> [Work task]:
Produce as output only the lines below starting at the line with "Target: child's eye" and continuing through the line with "Mark the corrugated metal wall", each one exactly as written.
━━━━━━━━
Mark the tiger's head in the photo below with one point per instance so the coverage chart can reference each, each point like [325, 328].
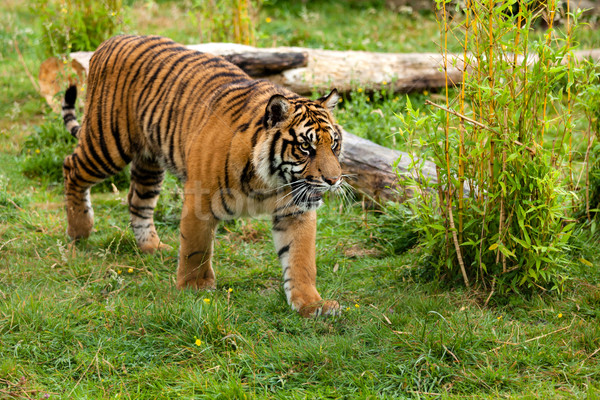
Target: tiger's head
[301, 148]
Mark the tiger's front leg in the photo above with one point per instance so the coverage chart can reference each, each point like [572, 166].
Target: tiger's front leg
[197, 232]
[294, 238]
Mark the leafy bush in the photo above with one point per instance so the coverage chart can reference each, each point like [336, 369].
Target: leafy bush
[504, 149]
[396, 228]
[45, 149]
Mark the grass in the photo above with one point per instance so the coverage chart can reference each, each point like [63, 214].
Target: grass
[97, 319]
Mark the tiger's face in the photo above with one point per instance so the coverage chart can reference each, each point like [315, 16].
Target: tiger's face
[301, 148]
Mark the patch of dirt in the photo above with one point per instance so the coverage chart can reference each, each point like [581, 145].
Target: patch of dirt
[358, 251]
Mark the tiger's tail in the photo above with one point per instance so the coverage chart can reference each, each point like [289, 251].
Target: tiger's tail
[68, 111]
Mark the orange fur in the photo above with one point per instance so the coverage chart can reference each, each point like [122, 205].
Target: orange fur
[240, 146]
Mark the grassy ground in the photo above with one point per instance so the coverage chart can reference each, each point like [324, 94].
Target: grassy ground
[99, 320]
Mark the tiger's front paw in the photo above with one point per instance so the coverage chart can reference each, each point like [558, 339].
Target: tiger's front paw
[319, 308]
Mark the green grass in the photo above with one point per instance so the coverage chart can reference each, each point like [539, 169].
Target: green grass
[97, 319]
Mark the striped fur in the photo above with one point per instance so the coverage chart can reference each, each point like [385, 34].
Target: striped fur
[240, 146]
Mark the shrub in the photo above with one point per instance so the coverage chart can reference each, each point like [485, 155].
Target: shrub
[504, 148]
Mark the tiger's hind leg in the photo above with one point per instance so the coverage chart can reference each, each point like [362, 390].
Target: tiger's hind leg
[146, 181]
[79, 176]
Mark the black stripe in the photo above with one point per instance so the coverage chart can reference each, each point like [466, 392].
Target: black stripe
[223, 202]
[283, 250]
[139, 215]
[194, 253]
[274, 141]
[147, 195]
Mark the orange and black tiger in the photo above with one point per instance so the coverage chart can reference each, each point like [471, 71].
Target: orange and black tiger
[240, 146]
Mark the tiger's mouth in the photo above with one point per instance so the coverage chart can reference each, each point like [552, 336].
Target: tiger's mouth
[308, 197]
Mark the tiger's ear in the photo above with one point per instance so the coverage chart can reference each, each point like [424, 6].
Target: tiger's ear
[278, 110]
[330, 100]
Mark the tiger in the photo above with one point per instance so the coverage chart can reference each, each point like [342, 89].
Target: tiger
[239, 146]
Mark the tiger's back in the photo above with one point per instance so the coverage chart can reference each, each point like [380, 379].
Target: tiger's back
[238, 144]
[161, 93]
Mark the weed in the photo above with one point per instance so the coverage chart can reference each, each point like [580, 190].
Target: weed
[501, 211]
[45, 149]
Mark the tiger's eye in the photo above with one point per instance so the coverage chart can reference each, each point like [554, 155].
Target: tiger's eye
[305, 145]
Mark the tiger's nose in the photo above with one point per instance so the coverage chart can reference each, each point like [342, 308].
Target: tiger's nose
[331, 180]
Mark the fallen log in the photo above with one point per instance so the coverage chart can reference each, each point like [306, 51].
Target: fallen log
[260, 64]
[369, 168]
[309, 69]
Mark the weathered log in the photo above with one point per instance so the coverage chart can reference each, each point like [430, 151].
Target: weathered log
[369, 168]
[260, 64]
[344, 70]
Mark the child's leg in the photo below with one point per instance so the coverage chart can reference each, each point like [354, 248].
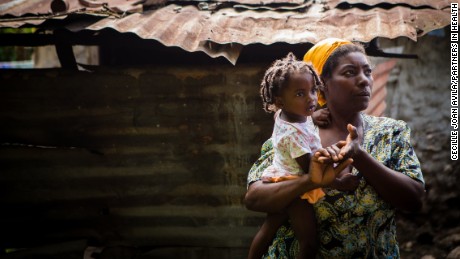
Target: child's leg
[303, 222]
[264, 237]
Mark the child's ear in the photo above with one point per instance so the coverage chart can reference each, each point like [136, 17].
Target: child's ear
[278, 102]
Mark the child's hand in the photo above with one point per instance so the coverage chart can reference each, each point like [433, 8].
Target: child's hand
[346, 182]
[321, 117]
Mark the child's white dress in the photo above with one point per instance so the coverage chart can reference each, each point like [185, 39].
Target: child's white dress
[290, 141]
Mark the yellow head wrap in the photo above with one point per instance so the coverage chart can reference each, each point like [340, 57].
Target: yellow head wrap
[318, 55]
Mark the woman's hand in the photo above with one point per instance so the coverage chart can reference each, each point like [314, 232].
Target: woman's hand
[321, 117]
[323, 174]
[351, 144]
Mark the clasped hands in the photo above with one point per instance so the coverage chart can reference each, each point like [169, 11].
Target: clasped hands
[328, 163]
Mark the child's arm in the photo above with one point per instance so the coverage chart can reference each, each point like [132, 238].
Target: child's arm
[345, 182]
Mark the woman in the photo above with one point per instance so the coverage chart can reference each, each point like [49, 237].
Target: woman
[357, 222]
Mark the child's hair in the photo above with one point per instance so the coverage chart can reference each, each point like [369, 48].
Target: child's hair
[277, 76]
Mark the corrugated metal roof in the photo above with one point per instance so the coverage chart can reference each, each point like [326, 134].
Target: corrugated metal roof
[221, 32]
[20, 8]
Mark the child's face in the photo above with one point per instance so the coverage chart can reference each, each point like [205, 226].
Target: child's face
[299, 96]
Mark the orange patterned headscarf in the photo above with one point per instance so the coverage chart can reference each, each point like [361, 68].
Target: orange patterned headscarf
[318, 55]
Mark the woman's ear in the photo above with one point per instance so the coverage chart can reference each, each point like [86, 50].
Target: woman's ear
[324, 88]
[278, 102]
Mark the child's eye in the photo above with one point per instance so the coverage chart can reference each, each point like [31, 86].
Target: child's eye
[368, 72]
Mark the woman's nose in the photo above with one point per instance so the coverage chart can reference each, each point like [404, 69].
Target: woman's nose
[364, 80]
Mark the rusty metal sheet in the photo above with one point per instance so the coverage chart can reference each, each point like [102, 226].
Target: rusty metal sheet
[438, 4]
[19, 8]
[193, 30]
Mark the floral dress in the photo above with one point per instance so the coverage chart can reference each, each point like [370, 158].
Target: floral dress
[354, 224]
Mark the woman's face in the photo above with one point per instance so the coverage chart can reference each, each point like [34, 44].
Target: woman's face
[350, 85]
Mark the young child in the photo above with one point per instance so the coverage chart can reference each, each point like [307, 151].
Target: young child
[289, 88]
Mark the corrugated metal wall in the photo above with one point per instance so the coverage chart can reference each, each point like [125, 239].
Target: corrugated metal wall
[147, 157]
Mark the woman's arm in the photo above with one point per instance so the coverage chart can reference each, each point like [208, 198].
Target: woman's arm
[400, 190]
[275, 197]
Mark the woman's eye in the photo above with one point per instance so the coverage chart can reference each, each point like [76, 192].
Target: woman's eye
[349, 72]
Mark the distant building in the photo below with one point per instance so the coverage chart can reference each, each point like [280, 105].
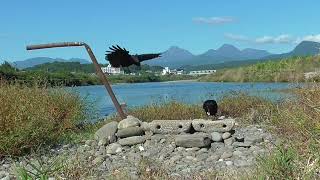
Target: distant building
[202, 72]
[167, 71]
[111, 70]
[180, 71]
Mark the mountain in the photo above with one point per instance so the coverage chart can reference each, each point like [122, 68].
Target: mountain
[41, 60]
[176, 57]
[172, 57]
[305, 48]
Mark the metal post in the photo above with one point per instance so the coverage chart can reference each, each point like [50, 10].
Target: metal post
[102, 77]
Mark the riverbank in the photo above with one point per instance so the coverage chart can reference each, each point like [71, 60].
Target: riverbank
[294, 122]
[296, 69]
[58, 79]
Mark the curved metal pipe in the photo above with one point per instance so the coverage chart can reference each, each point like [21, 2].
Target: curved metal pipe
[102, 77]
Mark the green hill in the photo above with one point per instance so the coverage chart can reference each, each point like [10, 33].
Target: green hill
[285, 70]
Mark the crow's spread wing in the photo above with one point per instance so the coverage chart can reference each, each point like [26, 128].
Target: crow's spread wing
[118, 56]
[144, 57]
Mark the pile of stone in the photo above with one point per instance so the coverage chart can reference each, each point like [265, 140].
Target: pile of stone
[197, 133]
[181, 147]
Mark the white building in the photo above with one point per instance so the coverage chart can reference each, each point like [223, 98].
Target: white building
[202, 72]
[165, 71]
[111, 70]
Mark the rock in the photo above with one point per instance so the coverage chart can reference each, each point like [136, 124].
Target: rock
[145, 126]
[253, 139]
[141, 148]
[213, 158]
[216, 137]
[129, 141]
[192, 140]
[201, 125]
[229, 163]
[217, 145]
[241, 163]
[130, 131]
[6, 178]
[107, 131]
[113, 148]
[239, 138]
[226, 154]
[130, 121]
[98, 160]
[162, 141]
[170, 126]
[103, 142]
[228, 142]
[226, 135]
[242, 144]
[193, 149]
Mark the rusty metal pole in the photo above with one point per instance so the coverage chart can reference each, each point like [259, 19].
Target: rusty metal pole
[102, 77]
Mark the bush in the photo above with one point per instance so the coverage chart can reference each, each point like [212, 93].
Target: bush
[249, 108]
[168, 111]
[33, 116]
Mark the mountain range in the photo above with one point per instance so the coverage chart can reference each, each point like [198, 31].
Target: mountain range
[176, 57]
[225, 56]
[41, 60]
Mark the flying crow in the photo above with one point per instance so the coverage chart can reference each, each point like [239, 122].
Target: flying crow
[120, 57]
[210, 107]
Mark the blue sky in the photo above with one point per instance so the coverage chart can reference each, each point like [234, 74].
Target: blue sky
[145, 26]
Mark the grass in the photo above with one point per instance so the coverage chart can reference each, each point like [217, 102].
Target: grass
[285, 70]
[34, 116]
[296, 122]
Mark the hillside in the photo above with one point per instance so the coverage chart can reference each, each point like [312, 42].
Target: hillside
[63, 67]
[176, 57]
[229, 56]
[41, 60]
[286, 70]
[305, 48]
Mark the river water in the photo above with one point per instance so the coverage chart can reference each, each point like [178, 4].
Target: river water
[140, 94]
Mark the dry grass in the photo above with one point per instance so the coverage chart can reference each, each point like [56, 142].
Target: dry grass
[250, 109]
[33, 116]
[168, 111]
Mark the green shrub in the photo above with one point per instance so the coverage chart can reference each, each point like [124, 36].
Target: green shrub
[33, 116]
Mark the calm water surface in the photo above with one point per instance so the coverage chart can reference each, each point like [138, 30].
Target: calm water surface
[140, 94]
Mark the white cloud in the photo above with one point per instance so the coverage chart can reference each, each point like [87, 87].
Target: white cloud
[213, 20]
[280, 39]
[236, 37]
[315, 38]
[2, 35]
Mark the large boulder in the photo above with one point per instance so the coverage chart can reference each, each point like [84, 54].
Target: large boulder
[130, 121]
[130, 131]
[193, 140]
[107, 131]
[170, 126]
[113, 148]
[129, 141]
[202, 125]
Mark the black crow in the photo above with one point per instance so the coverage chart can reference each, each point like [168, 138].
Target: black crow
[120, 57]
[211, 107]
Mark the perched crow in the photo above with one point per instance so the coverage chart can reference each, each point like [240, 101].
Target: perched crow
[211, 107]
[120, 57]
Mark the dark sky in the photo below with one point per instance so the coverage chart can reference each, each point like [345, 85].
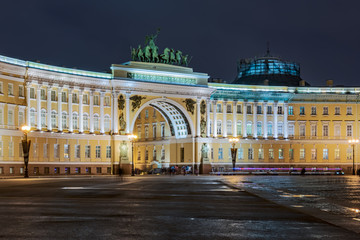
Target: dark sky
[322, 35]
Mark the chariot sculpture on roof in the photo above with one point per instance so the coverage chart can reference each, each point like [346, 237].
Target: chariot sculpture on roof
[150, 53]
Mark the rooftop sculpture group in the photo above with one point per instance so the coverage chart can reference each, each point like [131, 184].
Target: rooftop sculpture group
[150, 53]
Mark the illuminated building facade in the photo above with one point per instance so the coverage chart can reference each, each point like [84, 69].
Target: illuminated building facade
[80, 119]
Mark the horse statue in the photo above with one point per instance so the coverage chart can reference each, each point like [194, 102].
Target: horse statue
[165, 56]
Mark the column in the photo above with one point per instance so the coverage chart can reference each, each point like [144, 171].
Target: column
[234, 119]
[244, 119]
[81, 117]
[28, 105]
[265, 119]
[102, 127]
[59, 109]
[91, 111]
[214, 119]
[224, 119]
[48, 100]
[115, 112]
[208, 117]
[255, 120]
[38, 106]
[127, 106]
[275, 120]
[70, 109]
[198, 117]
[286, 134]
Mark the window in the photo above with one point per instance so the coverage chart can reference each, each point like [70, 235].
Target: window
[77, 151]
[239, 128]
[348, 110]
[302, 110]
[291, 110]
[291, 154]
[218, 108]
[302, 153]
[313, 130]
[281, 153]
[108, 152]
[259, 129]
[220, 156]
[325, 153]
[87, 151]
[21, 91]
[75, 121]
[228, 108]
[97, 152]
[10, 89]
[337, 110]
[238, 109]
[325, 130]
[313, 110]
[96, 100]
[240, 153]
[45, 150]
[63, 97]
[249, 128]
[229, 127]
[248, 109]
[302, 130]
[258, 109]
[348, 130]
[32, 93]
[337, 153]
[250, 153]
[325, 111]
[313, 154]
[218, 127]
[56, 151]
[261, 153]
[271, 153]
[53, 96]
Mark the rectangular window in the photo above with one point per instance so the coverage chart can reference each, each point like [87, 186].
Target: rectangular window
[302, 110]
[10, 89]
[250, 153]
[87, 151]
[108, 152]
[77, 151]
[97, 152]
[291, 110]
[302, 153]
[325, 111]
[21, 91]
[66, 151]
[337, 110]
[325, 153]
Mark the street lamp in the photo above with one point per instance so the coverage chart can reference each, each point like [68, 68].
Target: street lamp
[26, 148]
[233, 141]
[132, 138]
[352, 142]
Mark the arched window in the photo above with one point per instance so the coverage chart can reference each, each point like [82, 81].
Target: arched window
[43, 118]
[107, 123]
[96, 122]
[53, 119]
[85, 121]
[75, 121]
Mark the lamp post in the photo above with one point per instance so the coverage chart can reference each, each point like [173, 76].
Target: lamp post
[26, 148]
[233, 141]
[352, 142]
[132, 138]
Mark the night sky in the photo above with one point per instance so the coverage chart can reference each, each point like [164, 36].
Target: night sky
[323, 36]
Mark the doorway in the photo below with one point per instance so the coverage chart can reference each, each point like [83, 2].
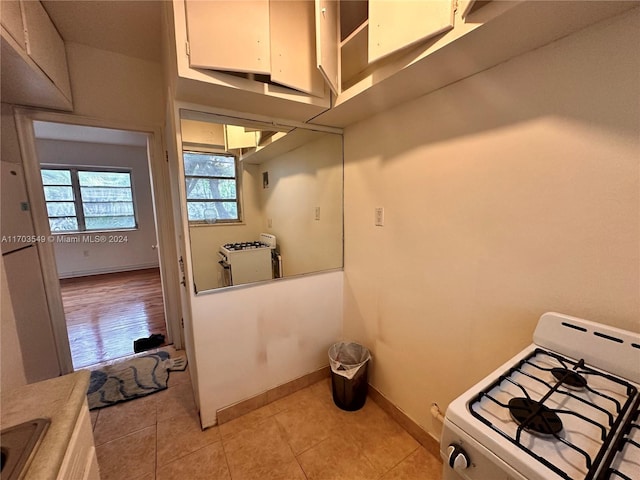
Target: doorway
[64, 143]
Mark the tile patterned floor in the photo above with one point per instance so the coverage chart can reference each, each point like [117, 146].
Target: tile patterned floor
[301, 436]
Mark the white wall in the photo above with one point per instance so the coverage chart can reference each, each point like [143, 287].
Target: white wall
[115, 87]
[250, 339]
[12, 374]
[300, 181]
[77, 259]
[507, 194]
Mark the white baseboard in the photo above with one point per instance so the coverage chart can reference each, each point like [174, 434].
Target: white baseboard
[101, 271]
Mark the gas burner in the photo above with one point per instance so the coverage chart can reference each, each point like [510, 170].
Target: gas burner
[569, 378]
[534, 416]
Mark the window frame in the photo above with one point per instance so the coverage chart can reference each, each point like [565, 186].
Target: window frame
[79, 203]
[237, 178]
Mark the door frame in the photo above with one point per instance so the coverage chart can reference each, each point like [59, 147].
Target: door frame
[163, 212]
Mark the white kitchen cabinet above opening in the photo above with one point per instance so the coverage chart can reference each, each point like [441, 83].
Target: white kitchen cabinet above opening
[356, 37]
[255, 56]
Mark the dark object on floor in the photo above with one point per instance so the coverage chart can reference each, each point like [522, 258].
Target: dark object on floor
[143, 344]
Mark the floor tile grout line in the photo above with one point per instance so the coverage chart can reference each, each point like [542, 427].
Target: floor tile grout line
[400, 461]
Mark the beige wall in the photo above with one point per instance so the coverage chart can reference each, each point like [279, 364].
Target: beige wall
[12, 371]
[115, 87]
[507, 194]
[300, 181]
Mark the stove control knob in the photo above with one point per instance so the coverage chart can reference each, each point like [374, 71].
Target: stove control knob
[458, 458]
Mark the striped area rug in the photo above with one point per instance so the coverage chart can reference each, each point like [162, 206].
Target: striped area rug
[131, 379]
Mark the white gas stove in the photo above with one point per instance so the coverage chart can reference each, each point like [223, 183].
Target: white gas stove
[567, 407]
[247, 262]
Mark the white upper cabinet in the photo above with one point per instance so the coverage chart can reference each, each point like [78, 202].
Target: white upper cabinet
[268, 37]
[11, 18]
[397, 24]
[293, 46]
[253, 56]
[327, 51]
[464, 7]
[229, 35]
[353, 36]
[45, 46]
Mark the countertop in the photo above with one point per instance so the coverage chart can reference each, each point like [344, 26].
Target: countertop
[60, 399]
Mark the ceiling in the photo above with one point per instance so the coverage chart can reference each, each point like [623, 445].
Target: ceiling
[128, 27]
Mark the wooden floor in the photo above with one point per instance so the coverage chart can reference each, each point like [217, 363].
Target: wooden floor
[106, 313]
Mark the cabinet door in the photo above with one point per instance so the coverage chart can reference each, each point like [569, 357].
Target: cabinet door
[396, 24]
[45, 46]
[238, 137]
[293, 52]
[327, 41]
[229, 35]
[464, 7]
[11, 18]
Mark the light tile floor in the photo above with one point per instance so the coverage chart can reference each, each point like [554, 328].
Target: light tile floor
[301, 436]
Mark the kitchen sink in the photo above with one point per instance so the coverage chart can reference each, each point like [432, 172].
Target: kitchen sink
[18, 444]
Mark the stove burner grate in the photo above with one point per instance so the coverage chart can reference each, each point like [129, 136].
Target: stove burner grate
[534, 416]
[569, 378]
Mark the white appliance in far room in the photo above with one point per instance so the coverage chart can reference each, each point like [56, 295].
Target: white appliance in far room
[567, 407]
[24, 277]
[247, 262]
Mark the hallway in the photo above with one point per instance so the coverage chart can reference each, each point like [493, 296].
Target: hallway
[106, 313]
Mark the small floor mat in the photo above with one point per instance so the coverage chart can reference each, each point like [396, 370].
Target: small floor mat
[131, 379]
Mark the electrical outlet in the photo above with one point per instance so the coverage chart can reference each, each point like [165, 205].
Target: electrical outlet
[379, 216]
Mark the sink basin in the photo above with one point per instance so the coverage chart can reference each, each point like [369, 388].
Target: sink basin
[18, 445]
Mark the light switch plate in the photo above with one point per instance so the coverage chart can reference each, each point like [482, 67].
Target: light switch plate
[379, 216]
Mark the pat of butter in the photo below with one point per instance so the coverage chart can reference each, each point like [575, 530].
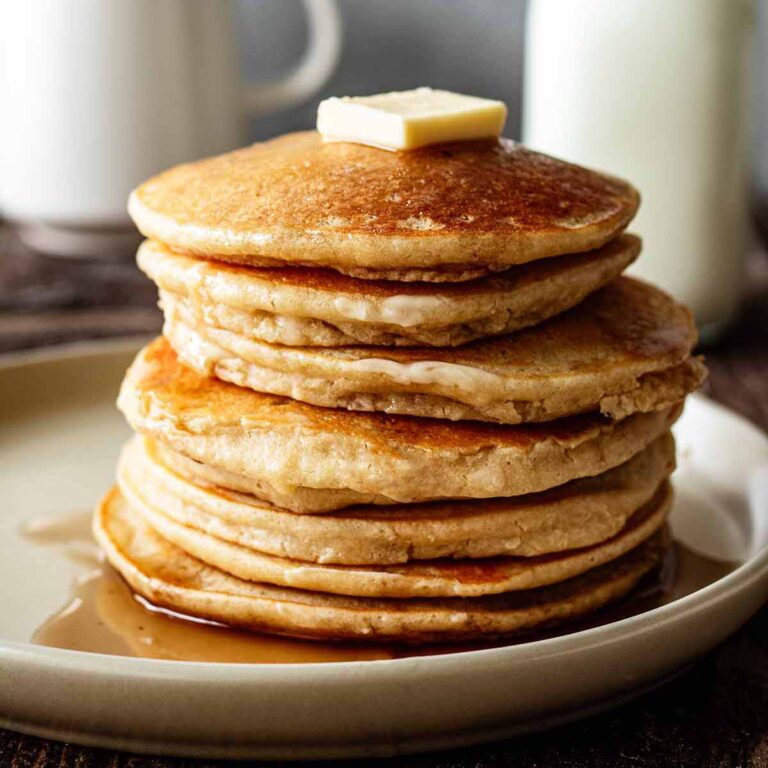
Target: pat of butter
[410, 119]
━━━━━━━━
> [Result of the task]:
Target: child's eye
[368, 72]
Mark the woman's nose in the photo above with one point per instance so the coverage chart can reference each, each point like [404, 69].
Target: woman's nose
[364, 80]
Mark the rusty metal sheet in the photo above with one point per instance so the coverage chart can reference each, each point like [102, 226].
Target: rusty metal sheet
[438, 4]
[19, 8]
[193, 30]
Mark the floral dress in the photo above with one point per instance so the coverage chart can reference each, each point like [370, 158].
Target: floral dress
[354, 224]
Mark the woman's face in the photo above with one point per instance so the coverage chart can reference each, each point like [34, 44].
Target: woman's face
[350, 85]
Mark the young child in the photo above with one point per instance so the coverage chart can reference each, each point like [307, 151].
Target: young child
[289, 88]
Mark the corrugated metal wall in the photo above with one point per instance so the coverage chart can reference each, each point like [125, 239].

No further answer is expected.